#### THE TASK
Restate, word for word, every line of the data.

#### SUPPLIED DATA
--- begin ---

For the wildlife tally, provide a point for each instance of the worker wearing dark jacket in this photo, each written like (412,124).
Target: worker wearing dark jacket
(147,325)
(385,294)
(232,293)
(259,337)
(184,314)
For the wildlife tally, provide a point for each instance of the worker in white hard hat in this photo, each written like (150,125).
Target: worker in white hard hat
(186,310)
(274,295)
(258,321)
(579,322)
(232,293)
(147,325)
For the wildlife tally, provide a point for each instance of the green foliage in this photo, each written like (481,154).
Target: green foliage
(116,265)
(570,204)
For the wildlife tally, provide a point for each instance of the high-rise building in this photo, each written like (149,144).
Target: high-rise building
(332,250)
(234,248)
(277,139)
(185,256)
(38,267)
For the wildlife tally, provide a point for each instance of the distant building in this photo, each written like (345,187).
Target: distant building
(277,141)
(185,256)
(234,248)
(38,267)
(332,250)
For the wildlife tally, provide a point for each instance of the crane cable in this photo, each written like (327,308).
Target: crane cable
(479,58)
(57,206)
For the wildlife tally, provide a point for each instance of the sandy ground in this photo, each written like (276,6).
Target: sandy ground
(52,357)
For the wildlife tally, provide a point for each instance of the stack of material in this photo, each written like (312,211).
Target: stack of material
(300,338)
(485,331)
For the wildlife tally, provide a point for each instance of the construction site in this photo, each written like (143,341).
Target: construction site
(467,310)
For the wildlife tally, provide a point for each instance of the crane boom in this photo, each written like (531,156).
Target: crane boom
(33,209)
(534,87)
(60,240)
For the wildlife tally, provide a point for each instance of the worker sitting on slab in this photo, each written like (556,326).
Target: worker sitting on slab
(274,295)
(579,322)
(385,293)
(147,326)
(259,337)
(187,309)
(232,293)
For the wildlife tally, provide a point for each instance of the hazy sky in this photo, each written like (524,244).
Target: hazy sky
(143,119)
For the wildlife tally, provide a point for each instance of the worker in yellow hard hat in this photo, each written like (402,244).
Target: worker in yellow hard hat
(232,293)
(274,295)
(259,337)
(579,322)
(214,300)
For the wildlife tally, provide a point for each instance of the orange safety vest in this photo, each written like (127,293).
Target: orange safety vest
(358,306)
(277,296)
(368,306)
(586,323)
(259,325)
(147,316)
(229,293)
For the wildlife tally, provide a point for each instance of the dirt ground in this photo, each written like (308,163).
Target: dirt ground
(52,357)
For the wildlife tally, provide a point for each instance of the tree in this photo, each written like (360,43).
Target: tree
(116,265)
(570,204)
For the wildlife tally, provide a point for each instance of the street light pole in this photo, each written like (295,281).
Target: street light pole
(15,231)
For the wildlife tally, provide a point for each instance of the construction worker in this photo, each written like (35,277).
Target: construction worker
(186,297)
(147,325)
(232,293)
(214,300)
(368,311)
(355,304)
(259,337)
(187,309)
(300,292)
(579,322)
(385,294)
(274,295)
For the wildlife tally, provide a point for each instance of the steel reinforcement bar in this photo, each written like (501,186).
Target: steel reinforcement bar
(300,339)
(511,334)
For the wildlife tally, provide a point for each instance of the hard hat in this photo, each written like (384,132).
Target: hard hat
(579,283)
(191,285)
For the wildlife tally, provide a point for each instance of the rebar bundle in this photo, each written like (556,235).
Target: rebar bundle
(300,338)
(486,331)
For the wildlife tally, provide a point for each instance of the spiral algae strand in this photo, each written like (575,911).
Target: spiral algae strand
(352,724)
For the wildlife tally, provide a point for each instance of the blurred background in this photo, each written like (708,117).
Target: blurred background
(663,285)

--- end ---

#### COMPLETE OUTPUT
For the wildlife tally, provide a point for each instance of the worker wearing dark jacket in this photo, each written like (412,124).
Target: worker wearing dark jacket
(147,325)
(385,294)
(232,293)
(259,337)
(184,314)
For the wildlife tally, provide a point for each instance of the worker in white hard hat in this photo, each written like (150,125).
Target: worker in white hard hat
(186,310)
(274,295)
(258,321)
(579,322)
(232,293)
(147,325)
For the wildlife tally, provide a point for each instance of the green foliage in this photo, each written like (481,154).
Target: green foliage
(116,265)
(570,204)
For the wildlife tally, provide a point for each instance of the high-rise building in this photo, each written like (149,144).
Target: high-rise building
(332,250)
(234,248)
(277,139)
(185,256)
(38,267)
For the wildlife tally, provide a point for each instance of the distant building in this photo, each written like (345,187).
Target: distant building
(277,141)
(185,256)
(234,248)
(38,267)
(332,250)
For the wildlife tally, provide a point for each instance of the crane cable in this photo, each written like (327,308).
Target: crane cable
(479,58)
(57,206)
For the wildlife tally, provide a point for each instance of the sandy ground in this photo, each written like (276,6).
Target: sandy ground
(52,357)
For the wildlife tally, provide a point for each instance of the stack of material in this photo, each written like (312,211).
Target: stack of material
(300,338)
(485,331)
For the wildlife tally, provide a point for each instance of the construction site in this photo, each written like (143,341).
Target: construction site
(467,310)
For the wildlife tally, provide a point for each instance of the crane boom in this photo, each written like (531,156).
Target: crane boom
(33,209)
(534,87)
(60,240)
For the wildlife tally, provide a point for each instance of the worker sitting on slab in this photo, each written like (556,326).
Target: worker sitting on slab
(274,295)
(579,322)
(385,293)
(147,326)
(259,337)
(187,309)
(232,293)
For the wildlife tally, provide a point for each instance of the hazy sky in this photo, each written like (524,244).
Target: hazy sky
(143,119)
For the wildlife tally, provide a point for each instance of the worker in yellow hard hat in this photo, each written like (402,244).
Target: worker in yellow hard hat
(232,293)
(274,295)
(259,337)
(579,322)
(214,300)
For the wildlife tally, provide a point for each instance of the orange safety vest in this photo, each written like (127,293).
Target: orange safety vest
(358,306)
(277,296)
(368,306)
(586,323)
(259,325)
(147,316)
(229,293)
For the wildlife tally, provide a point for each instance of the dirt ground in this photo, each written like (308,163).
Target: dirt ground
(52,357)
For the wildlife tally, provide a point for each instance of the tree in this photo, each written like (360,43).
Target: tree
(116,265)
(570,204)
For the wildlife tally, provide a point for each instance of the street light pole in this photo, each written like (295,281).
Target: street light pole
(15,231)
For the wildlife tally, provide a point for each instance of the construction worker in this photo, each written like (35,277).
Target: construction worker
(186,297)
(147,325)
(232,293)
(214,300)
(368,311)
(355,304)
(259,337)
(187,309)
(300,292)
(579,322)
(385,294)
(274,295)
For the wildlife tally, provide a point for each instance of the steel reinforcement bar in this photo, each written like (501,186).
Target: steel reinforcement bar
(300,339)
(511,334)
For the wildlife tally, provide a point for each instance of the hard hat in this photo, each written like (384,132).
Target: hard hat
(579,283)
(191,285)
For the wildlife tally, provide a point for each instance of the rebar bundle in this photo, each written like (556,235).
Target: rebar bundle
(300,338)
(486,331)
For the wildlife tally, provide a point for each instance of the spiral algae strand in this photo, each written like (575,911).
Target: spiral algae strand
(352,724)
For the wildlife tally, provide a point for each instance of the blurred background in this photo, each written like (708,117).
Target: blurred background
(663,285)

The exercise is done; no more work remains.